## ЗАДАНИЯ
**a)** Ответьте на вопросы по тексту о картине Репина «Бурлаки»:
(i) Над чем, по словам текста, Репин особенно много работал?
(ii) Кем Репин становится сразу после «Бурлаков»?
(iii) Кому Крамской написал письмо после выставки?
**b)** Напишите продолжение текста о картине Репина «Бурлаки», начиная после его последнего предложения.

## ОТРЫВОК ТЕКСТА
════════════════════

[164]. Здесь так все на месте, так все невыдумано, так все случайное подчинено непреложному, оставаясь на первый взгляд случайным, что, стоя перед картиной именно с этой стороны, стороны инвенции, не имеешь никаких возражений и принимаешь этот холст так, как он есть, не как мимолетный рассказ и анекдот, а как сложную, глубоко пережитую и перечувствованную повесть о тягостной, страшной, жуткой жизни.
Особенно, видимо, много работал Репин над композицией, притом над композицией не только всей картины, но и отдельных ее деталей. Оттого даже вырванные из всей группы бурлаков отдельные ее детали так бесподобно ритмичны, так улажены в линиях, так уравновешены в массах света и тени.
После «Бурлаков» Репин сразу становится одним из известнейших русских художников. Крамской особенно горячо приветствовал новое светило, гордясь успехами русской школы живописи. Строгий к себе и другим, но объективный и честный, Крамской был невысокого мнения о собственной живописи и тем более восторгался картиной Репина. Он писал Васильеву после выставки:
«Чем дальше, тем больше я вижу, что, собственно, о колорите я не имел ни малейшего понятия. Из всех здесь живописцев, собственно, Репин дело смекает настоящим образом, право так: я говорю о красках. Вы не морщитесь, это верно. Репина, пожалуй, вы и не знаете. Не знаю, что он сделает после „Бурлаков“: назад идти нельзя, а вперед — сомнительно. Опять-таки относительно живописи. Нет, решительно русская школа становится серьезною, ни больше, ни меньше»[165].

════════════════════

## ИСХОДНЫЕ СТРОКИ
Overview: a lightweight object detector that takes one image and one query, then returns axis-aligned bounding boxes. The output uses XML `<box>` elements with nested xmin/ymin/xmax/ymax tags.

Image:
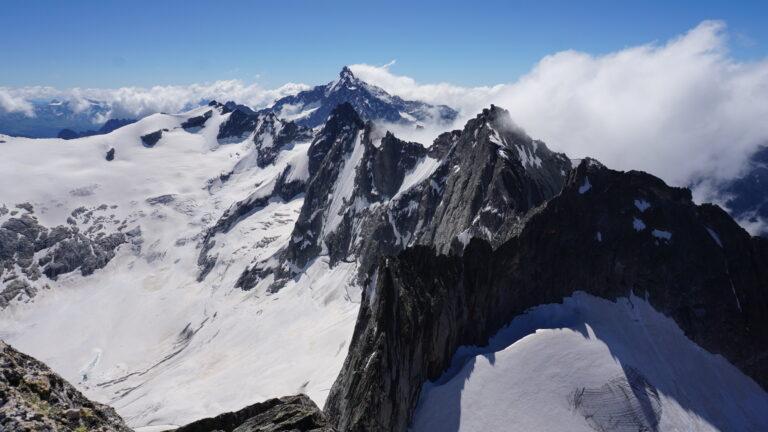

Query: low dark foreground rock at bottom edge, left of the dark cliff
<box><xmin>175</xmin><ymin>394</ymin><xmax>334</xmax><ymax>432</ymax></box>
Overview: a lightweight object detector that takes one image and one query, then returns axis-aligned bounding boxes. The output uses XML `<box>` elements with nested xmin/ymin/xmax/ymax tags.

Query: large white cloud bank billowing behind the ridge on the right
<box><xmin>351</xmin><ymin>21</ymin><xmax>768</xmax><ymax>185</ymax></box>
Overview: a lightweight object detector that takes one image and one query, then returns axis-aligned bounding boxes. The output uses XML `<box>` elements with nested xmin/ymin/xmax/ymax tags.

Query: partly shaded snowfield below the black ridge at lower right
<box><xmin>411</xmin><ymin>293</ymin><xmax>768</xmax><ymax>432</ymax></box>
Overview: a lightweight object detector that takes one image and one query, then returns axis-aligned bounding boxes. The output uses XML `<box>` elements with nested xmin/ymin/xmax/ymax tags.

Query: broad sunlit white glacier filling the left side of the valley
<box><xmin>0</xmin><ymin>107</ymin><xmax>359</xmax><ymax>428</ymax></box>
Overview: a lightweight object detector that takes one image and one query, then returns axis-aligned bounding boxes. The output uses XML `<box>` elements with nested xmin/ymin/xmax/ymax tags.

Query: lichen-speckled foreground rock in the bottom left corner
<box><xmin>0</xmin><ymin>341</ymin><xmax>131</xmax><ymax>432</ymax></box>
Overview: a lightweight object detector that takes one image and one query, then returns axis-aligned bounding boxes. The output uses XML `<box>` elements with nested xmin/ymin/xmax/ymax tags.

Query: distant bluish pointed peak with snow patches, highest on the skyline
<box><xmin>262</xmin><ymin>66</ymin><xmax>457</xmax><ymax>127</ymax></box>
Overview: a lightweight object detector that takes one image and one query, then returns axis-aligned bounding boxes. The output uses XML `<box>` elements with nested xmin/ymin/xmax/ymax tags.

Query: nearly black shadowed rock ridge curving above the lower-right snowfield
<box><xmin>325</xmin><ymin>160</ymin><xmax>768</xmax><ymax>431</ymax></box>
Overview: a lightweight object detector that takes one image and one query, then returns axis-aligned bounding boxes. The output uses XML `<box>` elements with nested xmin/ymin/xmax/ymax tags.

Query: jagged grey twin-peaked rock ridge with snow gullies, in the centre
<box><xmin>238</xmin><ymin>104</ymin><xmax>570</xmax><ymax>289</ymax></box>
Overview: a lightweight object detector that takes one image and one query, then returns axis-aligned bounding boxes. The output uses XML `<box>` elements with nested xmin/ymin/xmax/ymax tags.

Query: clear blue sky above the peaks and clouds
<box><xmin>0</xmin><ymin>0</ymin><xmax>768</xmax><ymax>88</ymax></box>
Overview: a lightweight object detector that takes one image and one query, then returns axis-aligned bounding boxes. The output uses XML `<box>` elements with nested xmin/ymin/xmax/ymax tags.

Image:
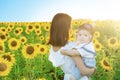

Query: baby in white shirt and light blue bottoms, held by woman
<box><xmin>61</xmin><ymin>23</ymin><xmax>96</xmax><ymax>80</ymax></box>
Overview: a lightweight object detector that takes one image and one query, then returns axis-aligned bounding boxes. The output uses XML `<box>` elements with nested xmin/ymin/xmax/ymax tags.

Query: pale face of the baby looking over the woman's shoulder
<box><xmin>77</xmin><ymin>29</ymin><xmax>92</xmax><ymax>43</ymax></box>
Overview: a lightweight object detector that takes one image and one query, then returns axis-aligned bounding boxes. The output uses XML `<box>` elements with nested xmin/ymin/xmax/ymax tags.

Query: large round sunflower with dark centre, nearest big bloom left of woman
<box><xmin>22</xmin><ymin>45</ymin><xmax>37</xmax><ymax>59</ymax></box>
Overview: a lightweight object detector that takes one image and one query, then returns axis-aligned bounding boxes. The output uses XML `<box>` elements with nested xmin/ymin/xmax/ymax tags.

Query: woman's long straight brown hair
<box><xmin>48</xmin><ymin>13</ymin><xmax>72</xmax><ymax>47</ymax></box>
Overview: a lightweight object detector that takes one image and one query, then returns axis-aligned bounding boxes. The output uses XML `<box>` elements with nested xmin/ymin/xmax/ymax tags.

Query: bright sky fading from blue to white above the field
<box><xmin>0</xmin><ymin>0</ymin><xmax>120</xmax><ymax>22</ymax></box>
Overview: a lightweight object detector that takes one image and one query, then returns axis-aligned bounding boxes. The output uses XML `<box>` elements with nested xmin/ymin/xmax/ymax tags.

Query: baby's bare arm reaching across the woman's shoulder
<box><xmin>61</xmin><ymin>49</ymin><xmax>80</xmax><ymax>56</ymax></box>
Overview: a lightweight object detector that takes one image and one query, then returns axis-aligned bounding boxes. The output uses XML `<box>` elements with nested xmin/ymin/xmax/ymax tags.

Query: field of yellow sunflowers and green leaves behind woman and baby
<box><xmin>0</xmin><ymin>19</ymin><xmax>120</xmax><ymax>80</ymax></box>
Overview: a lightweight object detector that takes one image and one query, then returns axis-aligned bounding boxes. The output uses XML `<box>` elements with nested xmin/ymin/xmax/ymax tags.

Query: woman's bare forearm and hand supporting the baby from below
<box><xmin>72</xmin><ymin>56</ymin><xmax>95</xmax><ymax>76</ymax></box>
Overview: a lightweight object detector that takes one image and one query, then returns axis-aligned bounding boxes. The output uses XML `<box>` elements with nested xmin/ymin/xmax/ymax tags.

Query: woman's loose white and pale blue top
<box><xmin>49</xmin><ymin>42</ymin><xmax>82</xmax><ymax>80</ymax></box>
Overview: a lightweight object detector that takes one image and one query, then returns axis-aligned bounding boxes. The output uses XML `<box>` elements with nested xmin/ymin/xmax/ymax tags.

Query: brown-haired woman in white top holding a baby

════════════════════

## ОТВЕТЫ
**a)**
(i) Над композицией, причем не только всей картины, но и отдельных ее деталей.
(ii) Одним из известнейших русских художников.
(iii) Васильеву.

**b)**
Монах в пустыне. 1872.
«Бурлаков» видел П. М. Третьяков в мастерской художника в феврале и декабре 1872 г. Ему очень хотелось купить картину, но ни он, ни автор не знали, как устроить это дело, после того как Репин получил уже задаток, да и картина была написана по заказу. Продажа устраивала и художника, писавшего Третьякову в январе 1873 г.:
«…Сегодня я узнал, что картину мою „Бурлаки“ можно отстранить от великого князя; а потому мне теперь надобно заручиться Вашим словом — если Вы заплатите мне за нее 4000 руб., то я примусь хлопотать об этом. Будьте так добры, пришлите поскорее ответ. Я теперь много и сильно работаю над нею; картина делается живее и живее; так что если судить сравнительно, то 4000 весьма не дорого, судя по работе и по силе картины. Можно и размер взять во внимание. Если Вы раздумаете, то я обращусь к Солдатенкову. Мне решительно надобно продать ее подороже, ибо она мне самому очень дорого стоит: надобно взять во внимание две поездки на Волгу и потом двухлетний труд. А сюжет картины, действительно, не дворцовый — очень уж сильно будет контрастировать»[166].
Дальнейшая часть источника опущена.